## Records excerpted from a collection
——

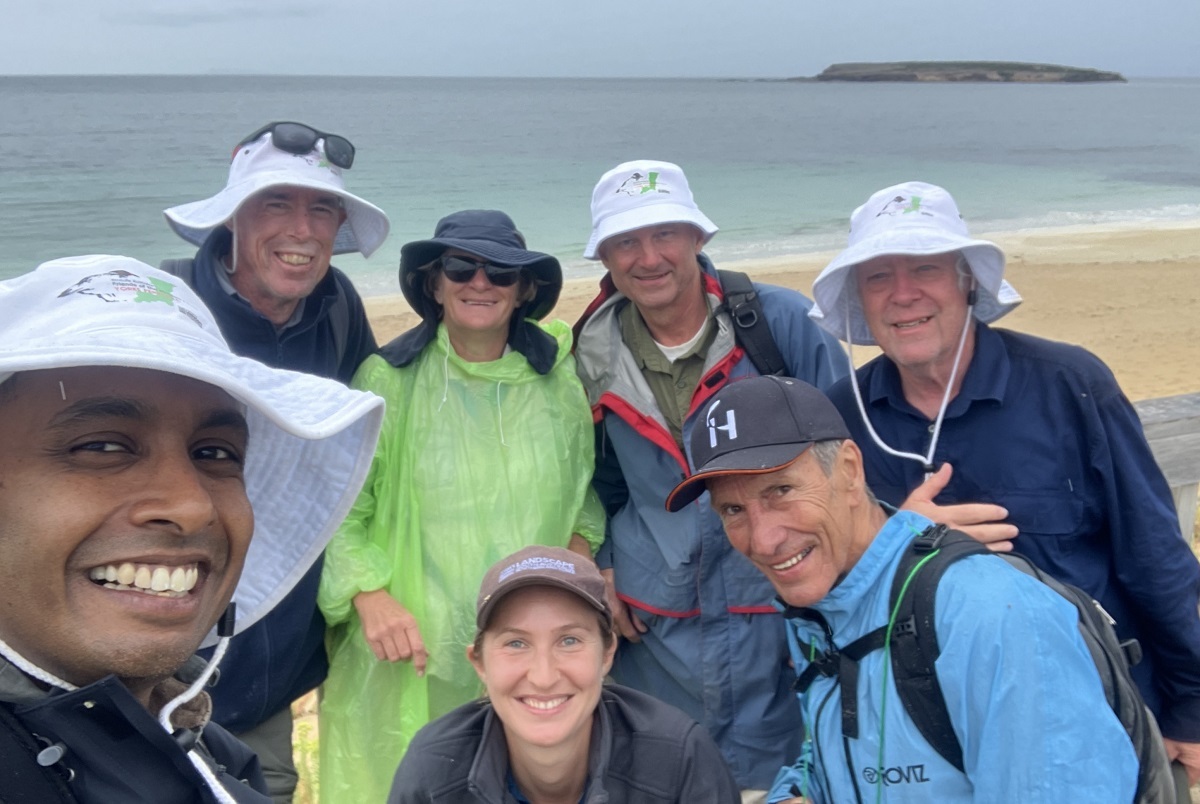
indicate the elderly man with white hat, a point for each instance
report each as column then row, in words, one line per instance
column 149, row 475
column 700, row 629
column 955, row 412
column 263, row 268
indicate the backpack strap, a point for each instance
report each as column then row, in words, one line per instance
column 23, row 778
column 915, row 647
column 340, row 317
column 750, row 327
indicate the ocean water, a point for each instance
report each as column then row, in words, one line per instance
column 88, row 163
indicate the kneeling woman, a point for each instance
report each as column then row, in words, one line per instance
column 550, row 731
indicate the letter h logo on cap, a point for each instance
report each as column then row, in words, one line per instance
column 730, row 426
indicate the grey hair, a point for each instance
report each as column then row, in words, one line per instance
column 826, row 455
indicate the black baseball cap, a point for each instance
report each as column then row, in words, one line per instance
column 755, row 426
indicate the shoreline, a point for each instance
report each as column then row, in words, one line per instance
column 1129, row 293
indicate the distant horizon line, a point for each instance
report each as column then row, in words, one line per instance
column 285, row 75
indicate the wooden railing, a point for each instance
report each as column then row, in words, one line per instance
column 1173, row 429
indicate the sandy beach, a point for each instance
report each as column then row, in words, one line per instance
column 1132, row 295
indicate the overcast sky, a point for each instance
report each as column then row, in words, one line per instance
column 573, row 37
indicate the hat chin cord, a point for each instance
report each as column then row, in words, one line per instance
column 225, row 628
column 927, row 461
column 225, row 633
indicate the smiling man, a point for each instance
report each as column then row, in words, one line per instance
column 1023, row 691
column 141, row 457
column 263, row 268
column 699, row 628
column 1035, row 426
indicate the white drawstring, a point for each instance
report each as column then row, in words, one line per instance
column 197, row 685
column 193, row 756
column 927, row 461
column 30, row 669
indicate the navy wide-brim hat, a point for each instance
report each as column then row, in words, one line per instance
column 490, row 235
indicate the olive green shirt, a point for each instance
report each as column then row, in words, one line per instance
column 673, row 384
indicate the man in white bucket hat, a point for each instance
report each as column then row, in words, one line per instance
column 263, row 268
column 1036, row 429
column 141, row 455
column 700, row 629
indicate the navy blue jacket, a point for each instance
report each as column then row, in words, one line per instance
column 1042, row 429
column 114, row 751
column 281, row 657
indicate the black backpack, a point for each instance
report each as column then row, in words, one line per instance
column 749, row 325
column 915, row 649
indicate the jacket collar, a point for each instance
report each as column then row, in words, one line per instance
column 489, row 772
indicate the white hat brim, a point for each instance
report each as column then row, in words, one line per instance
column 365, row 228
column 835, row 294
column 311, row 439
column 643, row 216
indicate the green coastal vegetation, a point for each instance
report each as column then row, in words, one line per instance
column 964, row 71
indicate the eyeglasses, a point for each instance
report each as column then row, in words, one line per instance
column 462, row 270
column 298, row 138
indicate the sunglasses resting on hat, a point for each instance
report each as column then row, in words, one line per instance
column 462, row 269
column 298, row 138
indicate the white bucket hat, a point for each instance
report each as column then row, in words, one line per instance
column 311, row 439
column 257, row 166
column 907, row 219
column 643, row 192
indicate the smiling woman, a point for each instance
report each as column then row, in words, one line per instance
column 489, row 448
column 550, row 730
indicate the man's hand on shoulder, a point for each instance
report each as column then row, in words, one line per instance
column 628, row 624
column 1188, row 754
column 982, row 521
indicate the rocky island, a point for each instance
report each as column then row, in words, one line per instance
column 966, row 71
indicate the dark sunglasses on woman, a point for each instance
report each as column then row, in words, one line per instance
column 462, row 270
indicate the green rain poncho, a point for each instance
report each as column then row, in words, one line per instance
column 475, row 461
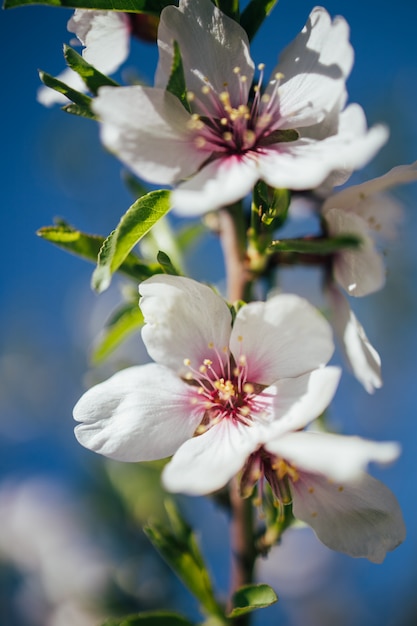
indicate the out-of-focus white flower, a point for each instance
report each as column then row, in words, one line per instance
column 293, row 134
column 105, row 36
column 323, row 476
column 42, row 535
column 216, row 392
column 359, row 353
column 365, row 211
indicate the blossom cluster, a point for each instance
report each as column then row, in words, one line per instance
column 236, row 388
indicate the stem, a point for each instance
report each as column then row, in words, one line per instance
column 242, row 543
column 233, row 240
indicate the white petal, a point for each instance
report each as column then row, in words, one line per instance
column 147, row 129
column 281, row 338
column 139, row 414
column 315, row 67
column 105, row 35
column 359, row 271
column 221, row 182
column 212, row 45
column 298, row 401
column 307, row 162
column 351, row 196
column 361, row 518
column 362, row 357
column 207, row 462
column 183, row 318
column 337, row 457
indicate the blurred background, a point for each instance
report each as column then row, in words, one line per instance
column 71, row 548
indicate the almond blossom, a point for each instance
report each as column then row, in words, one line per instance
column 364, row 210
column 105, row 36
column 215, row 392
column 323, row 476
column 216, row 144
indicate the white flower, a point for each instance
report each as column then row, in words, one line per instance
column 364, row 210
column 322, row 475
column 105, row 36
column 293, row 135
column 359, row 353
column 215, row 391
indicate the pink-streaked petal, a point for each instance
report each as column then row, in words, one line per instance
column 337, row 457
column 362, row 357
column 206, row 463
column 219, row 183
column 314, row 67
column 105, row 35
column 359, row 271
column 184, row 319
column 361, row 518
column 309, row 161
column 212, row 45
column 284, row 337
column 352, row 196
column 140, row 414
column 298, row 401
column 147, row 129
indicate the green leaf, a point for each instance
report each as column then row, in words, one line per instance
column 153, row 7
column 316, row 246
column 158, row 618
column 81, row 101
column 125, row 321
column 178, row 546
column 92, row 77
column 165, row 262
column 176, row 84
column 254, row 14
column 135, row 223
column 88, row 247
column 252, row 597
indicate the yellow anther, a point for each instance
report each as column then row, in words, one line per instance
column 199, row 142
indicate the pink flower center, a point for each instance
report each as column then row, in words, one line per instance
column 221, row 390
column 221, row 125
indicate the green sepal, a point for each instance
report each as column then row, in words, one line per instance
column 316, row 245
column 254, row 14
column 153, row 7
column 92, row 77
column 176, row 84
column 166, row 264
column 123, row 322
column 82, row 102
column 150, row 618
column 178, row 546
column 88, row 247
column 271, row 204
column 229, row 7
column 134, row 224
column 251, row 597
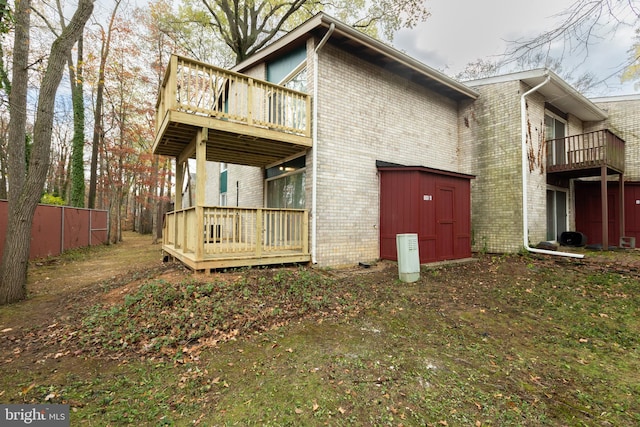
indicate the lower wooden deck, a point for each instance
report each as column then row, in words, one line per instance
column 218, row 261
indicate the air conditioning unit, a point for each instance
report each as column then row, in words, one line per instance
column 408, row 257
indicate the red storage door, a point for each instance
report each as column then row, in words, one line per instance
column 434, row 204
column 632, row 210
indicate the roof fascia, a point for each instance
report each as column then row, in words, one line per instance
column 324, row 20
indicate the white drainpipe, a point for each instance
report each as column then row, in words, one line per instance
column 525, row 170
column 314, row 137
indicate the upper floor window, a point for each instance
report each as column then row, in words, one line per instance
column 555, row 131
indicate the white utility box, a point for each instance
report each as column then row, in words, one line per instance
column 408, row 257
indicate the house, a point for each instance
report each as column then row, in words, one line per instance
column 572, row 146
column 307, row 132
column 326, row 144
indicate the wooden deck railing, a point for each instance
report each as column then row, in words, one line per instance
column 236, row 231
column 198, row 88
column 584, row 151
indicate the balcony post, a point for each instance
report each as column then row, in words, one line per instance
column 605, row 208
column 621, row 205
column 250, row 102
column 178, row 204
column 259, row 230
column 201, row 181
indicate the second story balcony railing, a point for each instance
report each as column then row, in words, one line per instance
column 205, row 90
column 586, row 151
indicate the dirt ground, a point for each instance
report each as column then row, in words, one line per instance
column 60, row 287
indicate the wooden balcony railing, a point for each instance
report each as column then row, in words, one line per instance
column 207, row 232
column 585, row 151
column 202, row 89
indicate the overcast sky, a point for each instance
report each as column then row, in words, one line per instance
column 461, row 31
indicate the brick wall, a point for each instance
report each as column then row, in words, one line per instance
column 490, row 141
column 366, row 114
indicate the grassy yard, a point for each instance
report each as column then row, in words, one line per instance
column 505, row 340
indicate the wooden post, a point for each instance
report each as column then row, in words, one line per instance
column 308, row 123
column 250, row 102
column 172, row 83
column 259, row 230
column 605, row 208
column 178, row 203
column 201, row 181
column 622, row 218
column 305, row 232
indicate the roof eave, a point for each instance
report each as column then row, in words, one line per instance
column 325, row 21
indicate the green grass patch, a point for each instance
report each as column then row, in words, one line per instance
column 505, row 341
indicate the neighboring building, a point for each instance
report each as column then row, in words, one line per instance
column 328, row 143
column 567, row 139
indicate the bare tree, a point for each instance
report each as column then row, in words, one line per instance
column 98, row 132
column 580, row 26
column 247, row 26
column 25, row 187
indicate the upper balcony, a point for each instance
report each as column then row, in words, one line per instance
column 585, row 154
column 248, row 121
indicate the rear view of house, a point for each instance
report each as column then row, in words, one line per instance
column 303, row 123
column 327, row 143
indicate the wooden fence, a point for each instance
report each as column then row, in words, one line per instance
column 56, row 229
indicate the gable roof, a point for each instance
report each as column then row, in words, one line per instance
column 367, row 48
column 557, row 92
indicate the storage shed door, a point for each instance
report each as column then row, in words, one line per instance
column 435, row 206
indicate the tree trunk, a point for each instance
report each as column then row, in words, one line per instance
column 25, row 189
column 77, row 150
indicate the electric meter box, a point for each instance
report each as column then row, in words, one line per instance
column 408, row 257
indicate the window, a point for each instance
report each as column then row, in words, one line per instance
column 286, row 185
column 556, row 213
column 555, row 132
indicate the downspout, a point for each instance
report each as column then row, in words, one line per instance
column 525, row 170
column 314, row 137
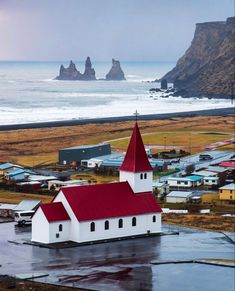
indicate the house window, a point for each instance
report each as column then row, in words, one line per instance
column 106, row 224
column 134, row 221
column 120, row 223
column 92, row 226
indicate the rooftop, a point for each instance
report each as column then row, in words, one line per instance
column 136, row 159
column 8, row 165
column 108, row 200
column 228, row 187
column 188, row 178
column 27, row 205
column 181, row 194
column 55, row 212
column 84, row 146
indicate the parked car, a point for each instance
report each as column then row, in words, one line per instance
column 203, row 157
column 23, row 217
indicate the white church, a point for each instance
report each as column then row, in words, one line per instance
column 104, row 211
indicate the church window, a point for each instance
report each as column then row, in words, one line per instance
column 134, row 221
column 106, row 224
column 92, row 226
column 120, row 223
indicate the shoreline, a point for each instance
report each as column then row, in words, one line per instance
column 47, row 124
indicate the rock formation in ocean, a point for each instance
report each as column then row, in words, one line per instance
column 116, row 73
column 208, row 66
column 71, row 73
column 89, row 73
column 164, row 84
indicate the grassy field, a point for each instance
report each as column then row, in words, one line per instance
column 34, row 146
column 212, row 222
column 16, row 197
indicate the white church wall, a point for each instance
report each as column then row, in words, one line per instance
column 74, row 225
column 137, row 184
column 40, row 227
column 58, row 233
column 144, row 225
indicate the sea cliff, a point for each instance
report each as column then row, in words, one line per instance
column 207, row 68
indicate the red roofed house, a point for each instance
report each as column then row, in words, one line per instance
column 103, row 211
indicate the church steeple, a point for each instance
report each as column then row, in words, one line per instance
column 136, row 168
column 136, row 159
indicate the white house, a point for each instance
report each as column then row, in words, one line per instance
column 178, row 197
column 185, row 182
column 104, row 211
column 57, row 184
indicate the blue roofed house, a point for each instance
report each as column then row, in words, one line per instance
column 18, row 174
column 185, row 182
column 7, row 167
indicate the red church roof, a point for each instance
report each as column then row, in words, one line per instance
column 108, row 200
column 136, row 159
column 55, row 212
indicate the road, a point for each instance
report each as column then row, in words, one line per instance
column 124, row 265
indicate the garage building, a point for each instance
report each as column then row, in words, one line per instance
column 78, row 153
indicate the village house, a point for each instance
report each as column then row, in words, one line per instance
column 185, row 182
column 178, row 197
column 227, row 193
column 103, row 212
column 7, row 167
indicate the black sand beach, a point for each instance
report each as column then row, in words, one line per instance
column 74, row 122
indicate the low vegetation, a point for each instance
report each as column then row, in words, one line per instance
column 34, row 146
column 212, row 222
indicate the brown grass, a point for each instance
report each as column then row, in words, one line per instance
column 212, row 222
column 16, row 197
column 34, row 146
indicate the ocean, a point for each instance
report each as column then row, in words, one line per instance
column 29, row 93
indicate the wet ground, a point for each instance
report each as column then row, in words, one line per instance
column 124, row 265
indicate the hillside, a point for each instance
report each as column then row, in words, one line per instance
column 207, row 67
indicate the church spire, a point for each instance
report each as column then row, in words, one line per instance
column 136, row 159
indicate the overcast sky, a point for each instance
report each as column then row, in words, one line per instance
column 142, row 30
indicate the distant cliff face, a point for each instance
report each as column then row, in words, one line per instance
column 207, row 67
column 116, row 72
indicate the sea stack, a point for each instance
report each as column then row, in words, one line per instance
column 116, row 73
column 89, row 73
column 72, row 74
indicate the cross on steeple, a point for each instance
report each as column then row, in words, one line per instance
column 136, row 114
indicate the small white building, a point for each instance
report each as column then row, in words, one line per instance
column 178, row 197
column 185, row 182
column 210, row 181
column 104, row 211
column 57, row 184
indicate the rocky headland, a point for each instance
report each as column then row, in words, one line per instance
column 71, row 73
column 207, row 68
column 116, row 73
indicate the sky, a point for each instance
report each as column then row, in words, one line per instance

——

## Problem
Update the items from the start up to and including the line with "column 750, row 327", changing "backpack strap" to "shoulder strap" and leaving everything else as it is. Give back only those lines, without the pictures.

## Solution to this exercise
indicate the elderly man with white hat, a point for each instance
report each as column then row, in words, one line per instance
column 149, row 475
column 700, row 629
column 955, row 412
column 263, row 268
indicate the shoulder strap, a point for each instance
report each as column then row, in words, one line per instance
column 23, row 778
column 915, row 647
column 340, row 317
column 750, row 327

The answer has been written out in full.